> **Text excerpt**:
The term Nawab of Pataudi refers to the lineage of rulers of the former princely Pataudi State in Northern India. Pataudi was established in 1804 by the British East India Company, when Faiz Talab Khan, an Afghan Muslim Pashtun of the Barech tribe, who was made the first Nawab, aided them in their battle against the Maratha Empire, during the Second Anglo-Maratha War. The family traces their origin to 16th century India, when their ancestors immigrated from present day Afghanistan to India during the period of the Lodi dynasty.
 
The 8th Nawab of Pataudi, Iftikhar Ali Khan Pataudi, played first-class cricket for both England and India while his son, Mansoor Ali Khan Pataudi, the last Nawab, captained the Indian cricket team.

> **Your task**:
Copy out everything in the Pataudi text above, from "The term Nawab" down to "Indian cricket team.", word for word.

> **Dataset records**:
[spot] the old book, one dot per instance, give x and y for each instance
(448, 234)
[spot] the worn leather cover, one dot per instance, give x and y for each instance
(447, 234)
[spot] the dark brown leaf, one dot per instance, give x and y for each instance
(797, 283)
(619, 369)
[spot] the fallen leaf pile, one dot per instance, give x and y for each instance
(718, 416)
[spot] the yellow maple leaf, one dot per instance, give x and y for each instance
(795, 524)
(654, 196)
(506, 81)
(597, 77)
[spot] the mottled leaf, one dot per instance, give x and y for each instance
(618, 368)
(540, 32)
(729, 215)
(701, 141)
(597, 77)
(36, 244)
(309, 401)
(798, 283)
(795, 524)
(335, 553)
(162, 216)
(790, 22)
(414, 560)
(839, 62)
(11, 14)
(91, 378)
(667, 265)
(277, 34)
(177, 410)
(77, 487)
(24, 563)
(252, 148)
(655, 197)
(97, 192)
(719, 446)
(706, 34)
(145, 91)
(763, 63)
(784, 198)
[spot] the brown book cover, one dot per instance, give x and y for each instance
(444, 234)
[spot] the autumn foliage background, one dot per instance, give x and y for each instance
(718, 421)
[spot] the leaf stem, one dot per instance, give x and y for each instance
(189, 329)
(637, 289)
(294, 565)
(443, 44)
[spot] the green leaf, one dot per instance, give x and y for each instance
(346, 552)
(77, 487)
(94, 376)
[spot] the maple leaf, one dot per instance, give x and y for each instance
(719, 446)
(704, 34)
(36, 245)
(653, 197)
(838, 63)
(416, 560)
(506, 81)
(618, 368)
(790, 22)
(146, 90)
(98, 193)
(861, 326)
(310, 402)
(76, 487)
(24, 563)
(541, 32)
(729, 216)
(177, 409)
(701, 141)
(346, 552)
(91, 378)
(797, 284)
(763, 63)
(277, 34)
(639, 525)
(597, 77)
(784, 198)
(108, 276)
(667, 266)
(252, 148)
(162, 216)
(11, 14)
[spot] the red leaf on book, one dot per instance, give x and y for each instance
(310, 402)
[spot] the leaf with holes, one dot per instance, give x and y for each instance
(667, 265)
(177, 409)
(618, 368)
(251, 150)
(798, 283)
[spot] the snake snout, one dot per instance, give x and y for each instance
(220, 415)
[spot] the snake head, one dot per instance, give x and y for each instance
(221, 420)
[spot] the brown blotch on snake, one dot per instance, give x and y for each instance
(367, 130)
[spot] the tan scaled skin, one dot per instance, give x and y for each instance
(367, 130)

> **Answer in full**:
The term Nawab of Pataudi refers to the lineage of rulers of the former princely Pataudi State in Northern India. Pataudi was established in 1804 by the British East India Company, when Faiz Talab Khan, an Afghan Muslim Pashtun of the Barech tribe, who was made the first Nawab, aided them in their battle against the Maratha Empire, during the Second Anglo-Maratha War. The family traces their origin to 16th century India, when their ancestors immigrated from present day Afghanistan to India during the period of the Lodi dynasty.
 
The 8th Nawab of Pataudi, Iftikhar Ali Khan Pataudi, played first-class cricket for both England and India while his son, Mansoor Ali Khan Pataudi, the last Nawab, captained the Indian cricket team.